Region labeling records
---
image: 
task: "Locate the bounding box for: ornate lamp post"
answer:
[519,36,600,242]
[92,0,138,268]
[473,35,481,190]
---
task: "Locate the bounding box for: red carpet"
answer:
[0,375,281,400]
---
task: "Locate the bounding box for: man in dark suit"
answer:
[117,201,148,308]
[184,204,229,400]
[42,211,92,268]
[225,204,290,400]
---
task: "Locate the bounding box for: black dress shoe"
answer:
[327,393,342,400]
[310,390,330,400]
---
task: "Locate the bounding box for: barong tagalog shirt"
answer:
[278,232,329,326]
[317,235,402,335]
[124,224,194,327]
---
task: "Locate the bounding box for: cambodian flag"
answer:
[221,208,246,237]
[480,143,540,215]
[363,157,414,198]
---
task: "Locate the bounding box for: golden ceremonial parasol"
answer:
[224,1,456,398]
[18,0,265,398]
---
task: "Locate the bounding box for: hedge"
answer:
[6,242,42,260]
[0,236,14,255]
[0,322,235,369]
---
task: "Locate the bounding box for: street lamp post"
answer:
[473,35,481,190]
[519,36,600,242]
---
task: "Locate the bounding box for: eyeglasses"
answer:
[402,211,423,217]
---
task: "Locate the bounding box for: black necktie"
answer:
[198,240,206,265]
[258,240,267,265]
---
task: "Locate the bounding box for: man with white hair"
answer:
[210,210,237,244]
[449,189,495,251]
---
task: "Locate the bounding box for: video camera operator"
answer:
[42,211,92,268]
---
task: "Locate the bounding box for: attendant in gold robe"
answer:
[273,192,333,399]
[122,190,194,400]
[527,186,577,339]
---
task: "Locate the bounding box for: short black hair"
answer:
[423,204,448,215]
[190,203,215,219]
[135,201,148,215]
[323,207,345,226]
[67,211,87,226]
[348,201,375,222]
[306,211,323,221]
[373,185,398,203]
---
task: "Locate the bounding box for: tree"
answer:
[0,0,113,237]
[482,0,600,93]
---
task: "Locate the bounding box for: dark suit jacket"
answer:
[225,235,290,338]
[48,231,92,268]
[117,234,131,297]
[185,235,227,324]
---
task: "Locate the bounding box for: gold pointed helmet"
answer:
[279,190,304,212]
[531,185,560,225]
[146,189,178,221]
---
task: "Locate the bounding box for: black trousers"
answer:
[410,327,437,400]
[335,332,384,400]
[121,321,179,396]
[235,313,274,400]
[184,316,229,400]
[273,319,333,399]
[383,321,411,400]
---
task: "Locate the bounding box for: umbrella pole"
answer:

▸ SET PROBLEM:
List each line of the records that contains the string "lamp", matching case exactly.

▸ RESPONSE TO THE EXERCISE:
task: "Locate the bounding box for: ornate lamp post"
task: "Locate the bounding box for: street lamp post"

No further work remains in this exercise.